◆ DOCUMENT SEGMENT:
============

The years after World War II saw dramatic growth in suburban areas as the demand for affordable housing grew with the return of GIs and a booming post-war economy. Where there’s new housing, there’s landscaping. Sort of.

In the Jan. 15, 1952, issue of American Nurseryman, we find a short report on the 1950 census of agriculture:

“Total sales during 1949 of the 4,643 nurseries included in the 1950 special census of agriculture were over $132,800,000, according to a special report issued December 31, 1951, by Roy V. Peel, director of the bureau of the census of the Department of Commerce. The total sales included $50,100,000 for wholesale sales and $82,700,000 for retail sales. The wholesale value of the crops sold by nurseries in 1949 was $71,000,000.

Over 38,000 persons were employed in 1949 by nursery establishments. Of these, 14,661 were year-round employees, 922 were paid officers of corporations, 14,556 were other paid employees. On the payroll on March 15, 4,962 were proprietors of unincorporated establishments and 3,027 were members of the family of the operator, not being paid wages.

Nurseries spent more than $46,000,000 for wages and salaries in 1949. Over $2,000,000 were spent for manure and fertilizer, over $750,000 for insecticides and fungicides, almost $5,000,000 for seeds, plants and bulbs for nursery planting and almost $5,000,000 for advertising in 1949.

============

◆ RAW DATA:

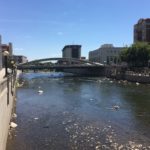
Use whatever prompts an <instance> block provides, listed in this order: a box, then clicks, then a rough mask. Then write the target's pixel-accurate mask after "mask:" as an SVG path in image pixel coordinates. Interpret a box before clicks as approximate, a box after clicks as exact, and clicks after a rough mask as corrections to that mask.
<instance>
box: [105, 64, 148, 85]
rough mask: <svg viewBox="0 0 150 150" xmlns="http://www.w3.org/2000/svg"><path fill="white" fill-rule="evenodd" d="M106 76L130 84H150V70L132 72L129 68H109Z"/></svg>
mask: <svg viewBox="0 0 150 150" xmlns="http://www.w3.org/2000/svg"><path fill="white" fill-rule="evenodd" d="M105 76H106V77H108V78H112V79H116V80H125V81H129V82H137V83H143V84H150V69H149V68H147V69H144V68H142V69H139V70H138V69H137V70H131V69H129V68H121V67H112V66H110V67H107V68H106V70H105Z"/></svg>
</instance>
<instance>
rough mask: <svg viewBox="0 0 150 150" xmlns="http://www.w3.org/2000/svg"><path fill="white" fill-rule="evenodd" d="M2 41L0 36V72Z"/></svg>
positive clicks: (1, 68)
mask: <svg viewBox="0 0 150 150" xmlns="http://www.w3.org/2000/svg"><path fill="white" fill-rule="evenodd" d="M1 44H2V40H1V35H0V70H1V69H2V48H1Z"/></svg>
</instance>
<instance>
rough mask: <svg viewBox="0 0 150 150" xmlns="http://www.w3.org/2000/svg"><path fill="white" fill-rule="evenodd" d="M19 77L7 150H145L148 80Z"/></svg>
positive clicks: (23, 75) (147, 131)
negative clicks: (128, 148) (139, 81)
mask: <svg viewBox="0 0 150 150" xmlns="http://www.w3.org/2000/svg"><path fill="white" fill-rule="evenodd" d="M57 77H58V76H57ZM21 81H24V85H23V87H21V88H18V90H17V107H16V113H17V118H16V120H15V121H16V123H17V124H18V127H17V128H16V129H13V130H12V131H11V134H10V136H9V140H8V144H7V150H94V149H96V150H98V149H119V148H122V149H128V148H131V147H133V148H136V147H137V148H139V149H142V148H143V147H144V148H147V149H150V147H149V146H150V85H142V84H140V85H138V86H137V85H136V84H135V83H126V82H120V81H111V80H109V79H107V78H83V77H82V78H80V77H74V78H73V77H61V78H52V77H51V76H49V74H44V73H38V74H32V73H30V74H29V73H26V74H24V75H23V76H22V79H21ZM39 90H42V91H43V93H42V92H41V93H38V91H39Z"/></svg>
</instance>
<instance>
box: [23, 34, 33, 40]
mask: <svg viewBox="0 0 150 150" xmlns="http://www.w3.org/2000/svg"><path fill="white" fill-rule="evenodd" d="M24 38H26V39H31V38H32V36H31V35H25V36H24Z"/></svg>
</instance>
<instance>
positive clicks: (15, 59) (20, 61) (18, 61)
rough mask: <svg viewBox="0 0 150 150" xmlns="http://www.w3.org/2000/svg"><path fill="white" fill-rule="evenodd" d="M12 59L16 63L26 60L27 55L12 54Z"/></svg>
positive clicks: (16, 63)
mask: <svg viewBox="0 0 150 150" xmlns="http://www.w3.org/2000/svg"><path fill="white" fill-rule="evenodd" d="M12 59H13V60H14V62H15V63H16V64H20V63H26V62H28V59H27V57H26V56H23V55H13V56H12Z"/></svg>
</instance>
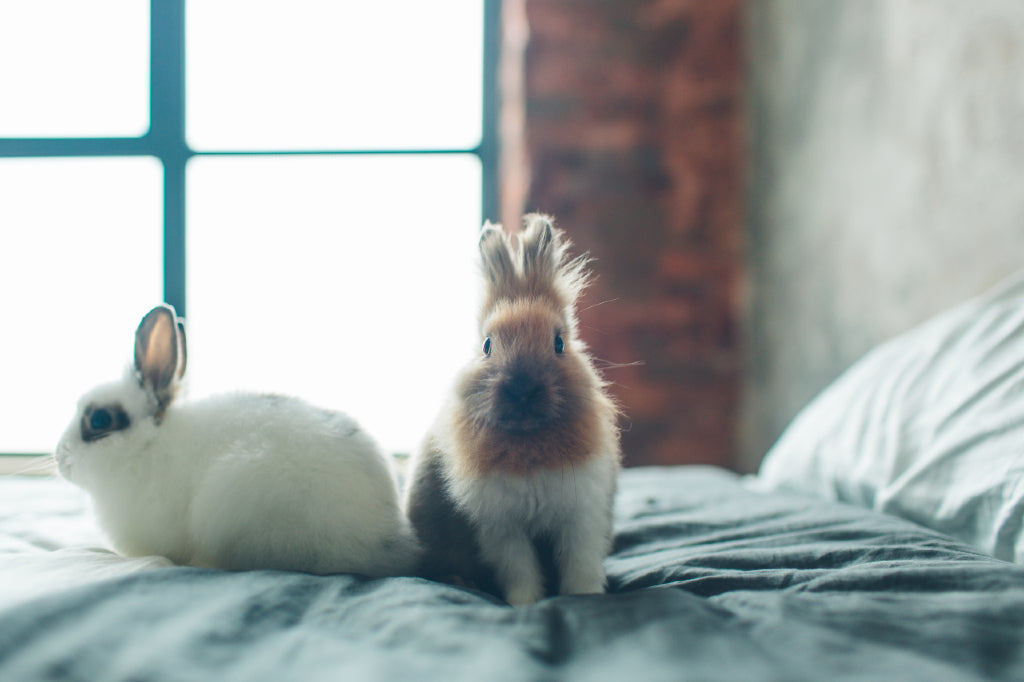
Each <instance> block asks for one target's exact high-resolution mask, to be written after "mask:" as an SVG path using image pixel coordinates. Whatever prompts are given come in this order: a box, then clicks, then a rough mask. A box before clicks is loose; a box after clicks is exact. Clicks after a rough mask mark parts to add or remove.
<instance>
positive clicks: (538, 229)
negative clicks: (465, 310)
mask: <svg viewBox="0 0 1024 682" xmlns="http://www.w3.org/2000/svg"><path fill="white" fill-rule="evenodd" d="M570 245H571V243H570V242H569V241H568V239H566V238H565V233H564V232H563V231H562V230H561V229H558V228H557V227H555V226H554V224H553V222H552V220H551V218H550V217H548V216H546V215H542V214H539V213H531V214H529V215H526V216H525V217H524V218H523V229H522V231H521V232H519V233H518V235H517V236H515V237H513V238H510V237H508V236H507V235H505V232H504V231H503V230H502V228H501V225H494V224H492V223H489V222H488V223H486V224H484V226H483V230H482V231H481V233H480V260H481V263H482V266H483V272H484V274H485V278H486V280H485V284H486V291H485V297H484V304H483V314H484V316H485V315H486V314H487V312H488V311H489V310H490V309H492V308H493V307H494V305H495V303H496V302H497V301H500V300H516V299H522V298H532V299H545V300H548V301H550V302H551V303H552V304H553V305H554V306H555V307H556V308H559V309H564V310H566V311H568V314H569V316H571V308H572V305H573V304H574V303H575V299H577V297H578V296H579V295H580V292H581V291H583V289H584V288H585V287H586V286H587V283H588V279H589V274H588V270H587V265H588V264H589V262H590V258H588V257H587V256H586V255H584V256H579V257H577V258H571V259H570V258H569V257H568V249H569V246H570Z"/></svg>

============

◆ WORK ITEM A: According to the report on the 1950 nursery census, how much did nurseries spend on wages and salaries in 1949?
◆ WORK ITEM B: Continue the piece on the 1950 nursery census from the point where it stops.

◆ RESPONSE BOX A: More than $46,000,000.

◆ RESPONSE BOX B:
The value of land, structures and equipment used by the 4,643 nursery establishments amounted to more than $110,000,000 in 1950. These establishments had 3,800,000 square feet in greenhouse area, 6,073,000 of storage floor area and over 2,118,000 cubic feet of refrigerated storage in 1950.

Crops sold in 1949 included 3,919,000 deciduous ornamental trees, 21,463,000 deciduous shrubs, 46,220,000 rose plants, 13,000,000 broad-leaved evergreens, 12,403,000 other ornamental evergreens, 27,991,000 herbaceous plants, 3,083,000 apple trees, 4,707,000 peach trees and 166,652,000 strawberry plants.

The 1950 special census of nurseries was taken as a part of the 1950 census of agriculture. Only nursery establishments having sales of $1,000 or more in 1949 were included in this special census.”